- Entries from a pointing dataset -
[Start]
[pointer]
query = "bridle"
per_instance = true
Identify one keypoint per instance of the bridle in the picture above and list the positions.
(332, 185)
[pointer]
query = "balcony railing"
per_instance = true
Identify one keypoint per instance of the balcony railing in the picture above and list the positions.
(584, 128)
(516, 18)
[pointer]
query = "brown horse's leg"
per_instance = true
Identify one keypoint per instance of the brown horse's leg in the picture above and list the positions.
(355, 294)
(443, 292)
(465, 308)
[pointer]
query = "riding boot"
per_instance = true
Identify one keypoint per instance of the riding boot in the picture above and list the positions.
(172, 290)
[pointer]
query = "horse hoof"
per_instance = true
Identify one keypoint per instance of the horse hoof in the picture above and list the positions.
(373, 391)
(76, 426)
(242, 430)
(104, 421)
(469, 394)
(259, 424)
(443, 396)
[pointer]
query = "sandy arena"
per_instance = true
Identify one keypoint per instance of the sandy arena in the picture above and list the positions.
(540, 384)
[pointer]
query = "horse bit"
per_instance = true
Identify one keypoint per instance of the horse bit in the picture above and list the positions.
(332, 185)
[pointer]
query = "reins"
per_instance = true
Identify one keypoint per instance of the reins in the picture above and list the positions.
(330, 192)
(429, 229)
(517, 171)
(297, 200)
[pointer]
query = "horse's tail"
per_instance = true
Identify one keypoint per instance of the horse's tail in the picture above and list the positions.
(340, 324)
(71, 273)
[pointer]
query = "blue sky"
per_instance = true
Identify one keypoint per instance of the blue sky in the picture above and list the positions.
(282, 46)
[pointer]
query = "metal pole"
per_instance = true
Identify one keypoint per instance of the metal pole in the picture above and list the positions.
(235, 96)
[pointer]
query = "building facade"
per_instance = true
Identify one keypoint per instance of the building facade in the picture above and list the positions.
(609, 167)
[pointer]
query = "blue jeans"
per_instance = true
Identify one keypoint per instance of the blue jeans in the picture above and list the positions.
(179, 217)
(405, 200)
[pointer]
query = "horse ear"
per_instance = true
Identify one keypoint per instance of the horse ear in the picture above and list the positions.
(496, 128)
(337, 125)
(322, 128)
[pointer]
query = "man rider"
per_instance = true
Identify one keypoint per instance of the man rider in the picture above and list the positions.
[End]
- Given instruction -
Gather every line of the listing above that contains the string "boot", copying each line in full. Case counts.

- Output -
query = "riding boot"
Identify one keypoint per instance of the riding boot in the picture above and list the positions.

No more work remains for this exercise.